What you are asked to do
Go through the records underneath and write each one out again exactly.

═══ Input data ═══

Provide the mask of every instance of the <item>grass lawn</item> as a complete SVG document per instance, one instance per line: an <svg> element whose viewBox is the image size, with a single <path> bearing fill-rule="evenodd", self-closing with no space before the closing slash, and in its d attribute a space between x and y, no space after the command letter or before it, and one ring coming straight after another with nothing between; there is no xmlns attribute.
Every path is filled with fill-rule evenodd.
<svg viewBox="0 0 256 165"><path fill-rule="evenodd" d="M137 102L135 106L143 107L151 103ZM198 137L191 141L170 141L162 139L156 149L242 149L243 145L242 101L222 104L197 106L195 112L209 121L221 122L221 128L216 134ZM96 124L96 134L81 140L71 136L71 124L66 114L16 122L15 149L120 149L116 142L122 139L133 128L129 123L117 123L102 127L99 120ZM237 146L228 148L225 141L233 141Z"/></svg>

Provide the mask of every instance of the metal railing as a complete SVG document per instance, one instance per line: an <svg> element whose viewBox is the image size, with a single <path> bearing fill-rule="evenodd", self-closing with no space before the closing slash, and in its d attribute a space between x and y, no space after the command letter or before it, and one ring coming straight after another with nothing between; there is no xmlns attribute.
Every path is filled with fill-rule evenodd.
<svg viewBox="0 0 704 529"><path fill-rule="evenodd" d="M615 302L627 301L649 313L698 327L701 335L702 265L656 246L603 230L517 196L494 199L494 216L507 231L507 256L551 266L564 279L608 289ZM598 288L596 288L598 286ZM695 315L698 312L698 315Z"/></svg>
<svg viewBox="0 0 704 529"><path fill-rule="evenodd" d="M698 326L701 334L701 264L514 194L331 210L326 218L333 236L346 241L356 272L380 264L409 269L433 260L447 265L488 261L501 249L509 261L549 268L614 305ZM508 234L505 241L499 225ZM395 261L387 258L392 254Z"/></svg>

═══

Written reply
Provide the mask of every instance of the <item>grass lawn</item> as a complete SVG document per instance, one instance per line: an <svg> element whose viewBox is the image size, with a single <path> bearing fill-rule="evenodd", self-closing with no space before the closing slash, and in its d attribute a space between x and y, no space after the command letter or before it, and one ring coming straight after another with nothing between; there is no xmlns attribute.
Every path is filled with fill-rule evenodd.
<svg viewBox="0 0 256 165"><path fill-rule="evenodd" d="M137 102L135 106L143 107L151 103ZM198 137L191 141L170 141L162 139L156 149L242 149L243 145L242 101L222 104L197 106L195 112L209 121L221 122L221 128L216 134ZM96 124L96 134L81 140L71 136L71 124L66 114L16 122L15 149L120 149L116 142L122 139L133 128L129 123L117 123L102 127L99 120ZM237 146L228 148L225 141L233 141Z"/></svg>

Provide the mask of every instance of the metal railing as a complete SVG document per instance, one instance per line: an <svg> element whose viewBox is the image size, with a single <path> bearing fill-rule="evenodd", self-closing with no space before the closing slash, and in its d attribute a space between x and y, no space after the command letter or before it, and one ring coming straight after another with nothing between; there is no xmlns attribute.
Every path is filled with fill-rule evenodd.
<svg viewBox="0 0 704 529"><path fill-rule="evenodd" d="M615 302L627 301L649 313L698 327L701 335L702 265L656 246L603 230L517 196L494 199L494 216L507 231L507 256L551 266L564 279L608 289ZM598 288L596 288L598 286ZM695 315L698 312L698 315Z"/></svg>
<svg viewBox="0 0 704 529"><path fill-rule="evenodd" d="M698 326L701 334L701 264L514 194L331 210L326 218L333 236L346 241L356 272L380 264L409 269L433 260L447 265L488 261L501 249L509 261L549 268L614 305ZM508 234L505 241L499 225ZM395 261L387 258L392 254Z"/></svg>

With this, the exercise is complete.